Le diseguaglianze ecologiche riguardano anche la diversa impronta lasciata sull'ambiente dalle diverse fasce della popolazione; parlare dell'impatto della "società in generale" sulla natura non ha molto senso.

Mentre le famiglie con un basso livello di reddito hanno un debole impatto sull'ambiente, le famiglie che dispongono di un reddito elevato hanno invece un impatto negativo più rilevante; ma che i rischi industriali siano principalmente subiti dalle classi popolari è ampiamente dimostrato.

La piantagione schiavista.

La schiavitù non è un fenomeno d'altri tempi, che la logica del capitale avrebbe definitivamente superato, ma è una delle matrici della civiltà industriale nella quale oggi ci muoviamo.

Nell'età moderna, lo stretto legame tra razza e natura si manifestò in un ecosistema particolare: la piantagione schiavista.

La piantagione è un fatto sociale totale che non lascia intatta nessuna sfera, la  natura stessa è catturata dalla sua logica visto che trarre profitto da essa è, dopotutto, il suo obiettivo.

È per questo motivo che il tipo di rapporti sociali che si sviluppa in essa condiziona ancora le nostre società: nel contesto della piantagione, la dialettica padrone-schiavo si trasforma nella dialettica padrone-schiavo-natura.

La coltivazione di cotone, per esempio, presuppone la messa in relazione di entità diverse: la stessa fibra del cotone, ma anche l'acqua, i suoli, il sole, un sistema sociale e una ideologia razzista, tecnologie di costrizione (la frusta del padrone), un contesto normativo...

Al centro di questa relazione simbiotica sta il lavoro dello schiavo: lo schiavo realizza la sintesi o la mediazione di questi diversi elementi e li mette in movimento col suo lavoro.

La piantagione era, inoltre, connessa ai mercati internazionali (in particolare ai mercati del tessile, in continua espansione nel XIX secolo); così, l'ecologia della piantagione ha lasciato la sua impronta sull'organizzazione dello spazio, nelle regioni del mondo in cui esisteva, anche molto tempo dopo l'abolizione della schiavitù.

Spesso, infatti, le industrie inquinanti si insediano nei luoghi delle vecchie piantagioni, intorno alle quali vive una popolazione a maggioranza nera.

◆ ◆ ◆

Lavoro richiesto —
Riscrivi il brano sulla piantagione schiavista da "La coltivazione di" fino a "col suo lavoro." compreso, sostituendo "cotone" con "tabacco". Per rispondere serve soltanto il brano, senza altre fonti.

◆ ◆ ◆

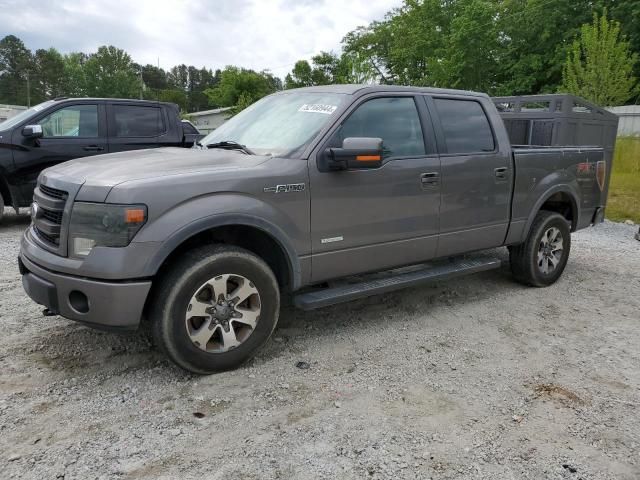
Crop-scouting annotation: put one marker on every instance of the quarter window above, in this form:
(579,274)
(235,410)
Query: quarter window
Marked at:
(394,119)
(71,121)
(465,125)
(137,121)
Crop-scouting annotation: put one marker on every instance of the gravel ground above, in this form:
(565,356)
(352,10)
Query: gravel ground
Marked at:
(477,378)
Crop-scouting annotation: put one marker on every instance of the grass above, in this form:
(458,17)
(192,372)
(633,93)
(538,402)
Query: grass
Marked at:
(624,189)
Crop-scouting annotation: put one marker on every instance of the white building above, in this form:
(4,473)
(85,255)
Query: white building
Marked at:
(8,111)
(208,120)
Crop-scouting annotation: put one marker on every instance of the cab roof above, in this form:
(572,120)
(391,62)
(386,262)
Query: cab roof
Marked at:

◆ ◆ ◆

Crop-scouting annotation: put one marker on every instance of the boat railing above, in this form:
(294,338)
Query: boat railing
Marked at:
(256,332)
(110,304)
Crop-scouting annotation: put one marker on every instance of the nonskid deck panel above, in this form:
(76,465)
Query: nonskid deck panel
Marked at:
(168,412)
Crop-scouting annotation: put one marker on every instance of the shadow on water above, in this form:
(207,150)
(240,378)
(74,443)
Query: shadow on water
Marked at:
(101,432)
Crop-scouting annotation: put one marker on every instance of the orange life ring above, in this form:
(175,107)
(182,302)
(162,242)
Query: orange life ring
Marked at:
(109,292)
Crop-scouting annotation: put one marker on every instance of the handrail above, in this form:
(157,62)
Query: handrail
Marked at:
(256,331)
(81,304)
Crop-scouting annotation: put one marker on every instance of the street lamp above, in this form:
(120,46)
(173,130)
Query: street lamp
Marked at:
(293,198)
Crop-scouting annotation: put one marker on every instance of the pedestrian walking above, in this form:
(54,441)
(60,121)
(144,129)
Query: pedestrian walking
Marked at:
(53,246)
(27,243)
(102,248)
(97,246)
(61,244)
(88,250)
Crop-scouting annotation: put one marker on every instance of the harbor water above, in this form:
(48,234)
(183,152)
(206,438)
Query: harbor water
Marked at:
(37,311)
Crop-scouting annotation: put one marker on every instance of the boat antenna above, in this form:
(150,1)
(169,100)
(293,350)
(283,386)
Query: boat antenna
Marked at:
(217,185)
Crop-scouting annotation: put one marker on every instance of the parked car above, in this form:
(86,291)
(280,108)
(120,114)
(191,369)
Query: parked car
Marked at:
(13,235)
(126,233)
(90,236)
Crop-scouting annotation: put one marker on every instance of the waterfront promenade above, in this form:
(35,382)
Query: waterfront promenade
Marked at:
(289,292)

◆ ◆ ◆

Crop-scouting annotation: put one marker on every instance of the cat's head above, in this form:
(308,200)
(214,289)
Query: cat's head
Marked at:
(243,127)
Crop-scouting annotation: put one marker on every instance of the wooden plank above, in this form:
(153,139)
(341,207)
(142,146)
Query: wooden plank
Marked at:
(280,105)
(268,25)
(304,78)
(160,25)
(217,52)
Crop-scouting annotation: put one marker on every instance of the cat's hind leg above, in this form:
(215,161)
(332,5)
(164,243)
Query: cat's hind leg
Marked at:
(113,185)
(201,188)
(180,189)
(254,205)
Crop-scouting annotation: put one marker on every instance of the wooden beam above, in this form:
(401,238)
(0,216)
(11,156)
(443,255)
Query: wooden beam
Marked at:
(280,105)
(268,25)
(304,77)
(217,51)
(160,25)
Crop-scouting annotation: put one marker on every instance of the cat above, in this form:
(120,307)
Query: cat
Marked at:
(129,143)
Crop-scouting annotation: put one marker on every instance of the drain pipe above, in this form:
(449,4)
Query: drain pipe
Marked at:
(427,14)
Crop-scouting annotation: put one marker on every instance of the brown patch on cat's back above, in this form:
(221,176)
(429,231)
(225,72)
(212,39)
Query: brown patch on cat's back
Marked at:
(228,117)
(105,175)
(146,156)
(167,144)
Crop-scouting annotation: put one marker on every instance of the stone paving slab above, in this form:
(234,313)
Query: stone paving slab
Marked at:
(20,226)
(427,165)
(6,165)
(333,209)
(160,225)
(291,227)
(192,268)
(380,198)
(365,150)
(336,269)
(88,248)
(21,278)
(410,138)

◆ ◆ ◆

Spazio risposta —
La coltivazione di tabacco, per esempio, presuppone la messa in relazione di entità diverse: la stessa fibra del tabacco, ma anche l'acqua, i suoli, il sole, un sistema sociale e una ideologia razzista, tecnologie di costrizione (la frusta del padrone), un contesto normativo...

Al centro di questa relazione simbiotica sta il lavoro dello schiavo: lo schiavo realizza la sintesi o la mediazione di questi diversi elementi e li mette in movimento col suo lavoro.